__Short task__: Format every line of the records below as a JSON list of strings, one string per line, leaving out blank lines.

>>>

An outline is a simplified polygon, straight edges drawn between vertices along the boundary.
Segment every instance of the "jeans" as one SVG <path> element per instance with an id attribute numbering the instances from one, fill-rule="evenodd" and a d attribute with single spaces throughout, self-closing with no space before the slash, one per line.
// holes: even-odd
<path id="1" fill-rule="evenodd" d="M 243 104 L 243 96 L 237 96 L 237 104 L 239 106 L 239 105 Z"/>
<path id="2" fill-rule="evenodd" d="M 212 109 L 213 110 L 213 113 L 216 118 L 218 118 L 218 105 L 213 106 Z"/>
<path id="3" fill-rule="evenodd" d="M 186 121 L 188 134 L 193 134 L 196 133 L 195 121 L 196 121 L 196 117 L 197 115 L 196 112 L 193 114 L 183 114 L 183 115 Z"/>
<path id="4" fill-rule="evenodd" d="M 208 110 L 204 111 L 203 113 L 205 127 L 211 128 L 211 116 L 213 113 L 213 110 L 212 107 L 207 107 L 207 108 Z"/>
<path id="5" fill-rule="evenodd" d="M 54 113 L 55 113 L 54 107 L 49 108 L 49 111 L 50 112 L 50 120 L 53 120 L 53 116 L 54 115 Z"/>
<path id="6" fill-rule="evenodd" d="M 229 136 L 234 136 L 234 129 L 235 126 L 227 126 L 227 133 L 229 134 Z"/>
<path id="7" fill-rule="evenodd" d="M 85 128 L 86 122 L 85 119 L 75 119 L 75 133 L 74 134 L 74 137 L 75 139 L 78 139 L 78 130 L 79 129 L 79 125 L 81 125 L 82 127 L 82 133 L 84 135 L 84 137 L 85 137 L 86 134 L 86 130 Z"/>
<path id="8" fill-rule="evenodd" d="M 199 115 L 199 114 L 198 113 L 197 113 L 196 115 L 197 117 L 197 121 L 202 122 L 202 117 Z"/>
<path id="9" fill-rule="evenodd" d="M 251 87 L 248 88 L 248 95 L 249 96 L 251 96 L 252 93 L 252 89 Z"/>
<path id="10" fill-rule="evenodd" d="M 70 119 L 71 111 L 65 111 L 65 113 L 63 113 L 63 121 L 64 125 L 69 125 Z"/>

<<<

__Output__:
[
  "An outline is a simplified polygon, straight edges drawn between vertices along the boundary.",
  "Segment every instance of the \"jeans\" as one SVG <path> element per instance with an id attribute numbering the instances from one, fill-rule=\"evenodd\" and a d attribute with single spaces throughout, self-closing with no space before the slash, one per line.",
  "// holes: even-odd",
  "<path id=\"1\" fill-rule=\"evenodd\" d=\"M 243 104 L 243 96 L 237 96 L 237 104 L 239 106 L 239 105 Z\"/>",
  "<path id=\"2\" fill-rule=\"evenodd\" d=\"M 212 109 L 213 110 L 213 113 L 216 118 L 218 118 L 218 105 L 213 106 Z\"/>",
  "<path id=\"3\" fill-rule=\"evenodd\" d=\"M 186 121 L 188 134 L 193 134 L 196 133 L 195 121 L 196 121 L 196 117 L 197 115 L 196 112 L 193 114 L 183 114 L 183 115 Z\"/>",
  "<path id=\"4\" fill-rule=\"evenodd\" d=\"M 208 110 L 204 111 L 203 113 L 205 127 L 211 128 L 211 116 L 213 113 L 213 110 L 212 107 L 207 107 L 207 108 Z\"/>",
  "<path id=\"5\" fill-rule=\"evenodd\" d=\"M 54 113 L 55 113 L 54 107 L 49 108 L 49 111 L 50 112 L 50 120 L 53 120 L 53 116 L 54 115 Z\"/>",
  "<path id=\"6\" fill-rule=\"evenodd\" d=\"M 229 136 L 234 136 L 234 129 L 235 126 L 227 126 L 227 133 L 229 134 Z\"/>",
  "<path id=\"7\" fill-rule=\"evenodd\" d=\"M 85 128 L 86 122 L 85 119 L 75 119 L 75 133 L 74 134 L 74 137 L 75 139 L 78 139 L 78 130 L 79 129 L 79 125 L 81 125 L 82 127 L 82 133 L 84 135 L 84 137 L 85 137 L 86 134 L 86 130 Z\"/>",
  "<path id=\"8\" fill-rule=\"evenodd\" d=\"M 199 115 L 199 114 L 198 113 L 197 113 L 196 115 L 197 117 L 197 121 L 202 122 L 202 117 Z\"/>",
  "<path id=\"9\" fill-rule=\"evenodd\" d=\"M 251 87 L 248 88 L 248 95 L 249 96 L 251 96 L 252 93 L 252 89 Z\"/>",
  "<path id=\"10\" fill-rule=\"evenodd\" d=\"M 70 119 L 71 111 L 65 111 L 65 113 L 63 113 L 63 121 L 64 125 L 69 125 Z\"/>"
]